Given text -
Volunteer firefighter Duane Barber told a reporter that it was as if napalm had exploded. According to a newspaper story, wind gusts of 40 miles-per-hour fanned the flames, advancing the fire uphill to Still River Road as smoke blanketed the neighborhood, alarming residents and people attending a concert at the nearby Harvard Historical Society.
Crews from several area fire departments assisted Harvard volunteer firefighters at the scene, including Lancaster, Leominster, Devens, Shirley, Littleton and Bolton. Devens, Lancaster, Boxborough and Bolton sent tanker trucks, while Ayer and Littleton provided backup. One Still River resident said the trucks rolled right down his driveway and that firefighters did a great job.
Frigid and still windy as the day wore on, firefighters stayed on scene for three hours after knocking down the fire to ensure it didn't resurface. According to Sicard, his team headed for home around 7:40 that evening, after taking about an hour to stow their gear at the fire station.
Fire suppression plan under fire?
As selectmen discussed submitting suggestions to Fish & Wildlife about its fire control plans, Lucy Wallace said they should be "mindful of (the agency's) resource management plan," and that suppression was at issue rather than prevention.
But Blair said the town should be proactive about both. "This (issue) has a knowable history," he said, citing the residents who told him they mowed the field in question until Fish & Wildlife told them to stop.
"I have a wood roof and I am sensitive to the issue," Blair said, noting that he'd seen flames rising above the trees while watching from Prospect Hill Road on the day of the Oxbow fire.
Ron Ricci sided with his colleague. Since Chief Sicard was present at the meeting when the subject came up, he asked him what could be done to prevent another fire.
Sicard's answer was simple: Cut the grass in that field. Only the fact that abutters' grounds were mowed prevented the fire from advancing farther than it did, he said.
"Residents who had cut their lawns stopped the spread ... otherwise, we could have lost three houses," he said.
Oxbow neighbor Deborah Skauen-Hinchliffe said the field, originally part of the Watt family farm and used as a hayfield, has been neglected since Fish & Wildlife took over.
"It's not grassland, but brush," she said, responding to Wallace's earlier comment about the Oxbow's mission to provide habitat for protected birds. Bobolinks live there, Skauen Hinchliffe said, "but they don't like brush."
Besides being a fire hazard, brush from the overgrown Oxbow field repeatedly blows into her property's hayfield and it's not only a nuisance but costly to remove it, she said.
Skauen-Hinchliffe was not only critical of Fish & Wildlife for its management but also of the response to the fire, citing "lack of coordination" at the scene. "If this had been at night," there would have been houses lost, even deaths," she posited. "We should press our state representatives" to push for policy changes.
"You were part of the group" that supported the Oxbow land transfer, she said to Wallace, but the current scenario is not as promised and the federal agency hasn't lived up to expectations. "They are not proper stewards," she said.
"A formal response seems reasonable," Chairman Marie Sobalvarro concluded, and it was "sensible" for town officials to speak with one voice. Having obtained an extension to a pending response deadline, the board agreed that Sicard, Ricci and Wallace would work together to draft the letter.
"Let's make it clear that we're concerned and that Fish & Wildlife give us a plan" to maintain Oxbow hayfields so that surrounding properties in Harvard are safe," Ricci said.
Sicard said on Friday that he'd been in contact with the U.S. Fish & Wildlife Service's Zone Management office and had a tentative meeting set up to discuss fire suppression strategies for Oxbow and lay out Harvard's case.
"The harder part" will be squaring "what we want" with the agency's "biology" goals for Oxbow, he said, referencing resource management policies Wallace brought up at the selectmen's meeting.
"It will be a process," Sicard said, hopefully with satisfactory results.

Dataset records -
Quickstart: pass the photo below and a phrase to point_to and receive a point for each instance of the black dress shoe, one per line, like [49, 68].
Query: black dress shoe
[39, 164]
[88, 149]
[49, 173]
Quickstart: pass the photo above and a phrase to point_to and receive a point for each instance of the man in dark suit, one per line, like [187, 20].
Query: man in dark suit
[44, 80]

==

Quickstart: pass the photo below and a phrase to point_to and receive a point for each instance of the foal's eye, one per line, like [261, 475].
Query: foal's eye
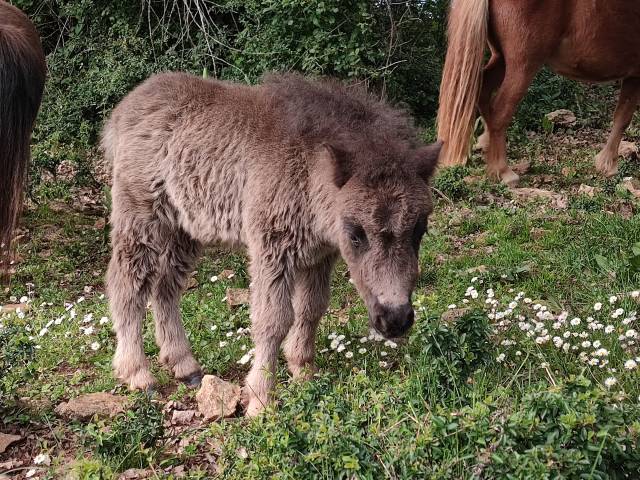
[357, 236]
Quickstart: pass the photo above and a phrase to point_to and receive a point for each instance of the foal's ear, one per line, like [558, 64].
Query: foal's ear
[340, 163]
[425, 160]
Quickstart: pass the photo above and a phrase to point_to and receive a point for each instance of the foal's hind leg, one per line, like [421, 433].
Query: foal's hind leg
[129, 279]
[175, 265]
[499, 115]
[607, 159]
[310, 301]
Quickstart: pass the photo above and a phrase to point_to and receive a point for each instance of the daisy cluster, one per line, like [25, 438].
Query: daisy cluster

--

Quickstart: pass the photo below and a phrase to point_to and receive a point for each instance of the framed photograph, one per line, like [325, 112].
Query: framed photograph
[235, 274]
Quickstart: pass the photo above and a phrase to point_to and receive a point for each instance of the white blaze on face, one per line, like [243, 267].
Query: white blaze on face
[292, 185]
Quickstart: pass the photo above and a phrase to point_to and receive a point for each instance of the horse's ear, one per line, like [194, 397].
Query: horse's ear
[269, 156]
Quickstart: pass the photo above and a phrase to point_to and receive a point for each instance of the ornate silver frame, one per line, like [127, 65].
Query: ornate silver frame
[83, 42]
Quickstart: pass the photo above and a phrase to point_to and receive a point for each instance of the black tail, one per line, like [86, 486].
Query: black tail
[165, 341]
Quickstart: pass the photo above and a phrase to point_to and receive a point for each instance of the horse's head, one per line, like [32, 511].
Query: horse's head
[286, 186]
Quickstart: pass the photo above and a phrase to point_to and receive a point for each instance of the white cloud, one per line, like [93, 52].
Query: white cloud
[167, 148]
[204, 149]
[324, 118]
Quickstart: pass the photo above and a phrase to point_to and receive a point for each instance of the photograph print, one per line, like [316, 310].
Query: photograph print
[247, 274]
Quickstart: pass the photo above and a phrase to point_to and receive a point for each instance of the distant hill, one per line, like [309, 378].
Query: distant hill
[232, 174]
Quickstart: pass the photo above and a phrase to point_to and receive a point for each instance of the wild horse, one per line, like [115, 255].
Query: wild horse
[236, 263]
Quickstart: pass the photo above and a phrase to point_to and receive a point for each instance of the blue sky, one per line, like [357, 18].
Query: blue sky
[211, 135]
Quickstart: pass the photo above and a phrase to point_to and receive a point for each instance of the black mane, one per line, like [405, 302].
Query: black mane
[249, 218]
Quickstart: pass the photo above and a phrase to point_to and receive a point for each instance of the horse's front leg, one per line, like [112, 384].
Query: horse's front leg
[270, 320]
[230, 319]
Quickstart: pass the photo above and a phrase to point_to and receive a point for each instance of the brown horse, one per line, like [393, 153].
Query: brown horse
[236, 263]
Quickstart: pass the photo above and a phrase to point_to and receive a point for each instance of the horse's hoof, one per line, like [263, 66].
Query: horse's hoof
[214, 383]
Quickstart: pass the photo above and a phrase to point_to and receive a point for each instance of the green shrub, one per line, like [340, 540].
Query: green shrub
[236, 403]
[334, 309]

Exercise aim - In the Oxbow fire article, what did Chief Sicard say should be done to prevent another fire?

Exercise response - He said to cut the grass in that field.